(Recorded data)
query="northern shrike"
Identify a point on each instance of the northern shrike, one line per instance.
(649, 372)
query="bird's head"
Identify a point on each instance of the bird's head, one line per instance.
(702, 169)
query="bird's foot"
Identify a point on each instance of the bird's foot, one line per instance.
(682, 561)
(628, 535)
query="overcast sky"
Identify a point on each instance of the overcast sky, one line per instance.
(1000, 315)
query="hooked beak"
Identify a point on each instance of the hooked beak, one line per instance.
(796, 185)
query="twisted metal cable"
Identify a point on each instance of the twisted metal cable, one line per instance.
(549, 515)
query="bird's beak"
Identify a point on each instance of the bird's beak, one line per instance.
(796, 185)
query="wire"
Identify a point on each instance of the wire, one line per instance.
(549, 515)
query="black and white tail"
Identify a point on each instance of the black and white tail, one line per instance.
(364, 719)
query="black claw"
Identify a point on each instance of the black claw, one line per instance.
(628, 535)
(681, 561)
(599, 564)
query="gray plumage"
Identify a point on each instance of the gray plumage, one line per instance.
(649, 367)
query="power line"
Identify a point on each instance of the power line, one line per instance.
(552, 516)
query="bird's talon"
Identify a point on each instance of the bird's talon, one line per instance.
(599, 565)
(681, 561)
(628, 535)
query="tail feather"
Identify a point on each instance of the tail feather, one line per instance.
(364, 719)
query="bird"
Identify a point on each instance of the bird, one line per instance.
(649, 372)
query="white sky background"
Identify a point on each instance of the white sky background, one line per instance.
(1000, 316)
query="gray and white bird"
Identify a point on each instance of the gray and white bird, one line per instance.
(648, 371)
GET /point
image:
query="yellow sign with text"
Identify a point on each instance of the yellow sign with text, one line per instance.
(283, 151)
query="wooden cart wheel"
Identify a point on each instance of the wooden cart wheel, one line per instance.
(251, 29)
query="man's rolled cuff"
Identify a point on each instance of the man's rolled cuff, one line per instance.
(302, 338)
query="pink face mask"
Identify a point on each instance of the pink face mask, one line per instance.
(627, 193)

#### [Assignment]
The data must be duplicated exactly, with nothing left out.

#### [Exercise result]
query="northern shrike"
Identify a point on each instance of the northern shrike, one line per instance.
(649, 372)
query="bird's head"
Identify a point on each instance of the bird's head, one line per instance.
(702, 169)
query="bird's foot"
Identify a point on each instance of the bird's foot, one line per instance.
(682, 561)
(628, 535)
query="overcast sky"
Identify a point on each instance of the overcast sky, one line per instance.
(1000, 315)
query="hooked beak"
Identify a point on each instance of the hooked beak, one line per instance.
(796, 185)
query="twisted metal cable"
Identify a point on each instance of the twisted metal cable, one line per instance.
(549, 515)
query="bird's beak"
Identify a point on each instance of the bird's beak, one line per instance.
(796, 185)
query="wire"
Identify a point on each instance of the wire, one line per instance.
(549, 515)
query="black and white tail"
Identify a point on each instance of the black and white tail, one line per instance.
(364, 719)
query="black claw"
Identify a point on each instance of the black claw, one line per instance.
(628, 535)
(681, 561)
(599, 564)
query="gray plumage"
Identify a point on each instance of the gray plumage, one line per instance.
(649, 367)
query="power line"
Identify a point on each instance of the power line, one line per instance.
(552, 516)
query="bird's talon"
Identify a point on each instance of the bird's talon, one line per instance.
(599, 565)
(681, 561)
(628, 535)
query="tail feather"
Identify a point on each instance of the tail feather, one line per instance.
(364, 719)
query="bird"
Identify a point on each instance of the bird, one line per instance.
(649, 372)
query="white sky background"
Identify a point on each instance of the white sky background, one line per instance.
(1000, 316)
query="gray and white bird"
Identify a point on each instance of the gray and white bird, one line per instance.
(648, 371)
GET /point
image:
query="yellow sign with text"
Identify a point on each instance of the yellow sign with text, one line per instance.
(283, 151)
query="wooden cart wheel"
Identify a point on each instance of the wooden cart wheel, one line per instance.
(251, 29)
query="man's rolled cuff"
Identify a point on each instance of the man's rolled cuff, one line per instance.
(302, 338)
query="pink face mask"
Identify a point on each instance of the pink face mask, one line per instance.
(627, 193)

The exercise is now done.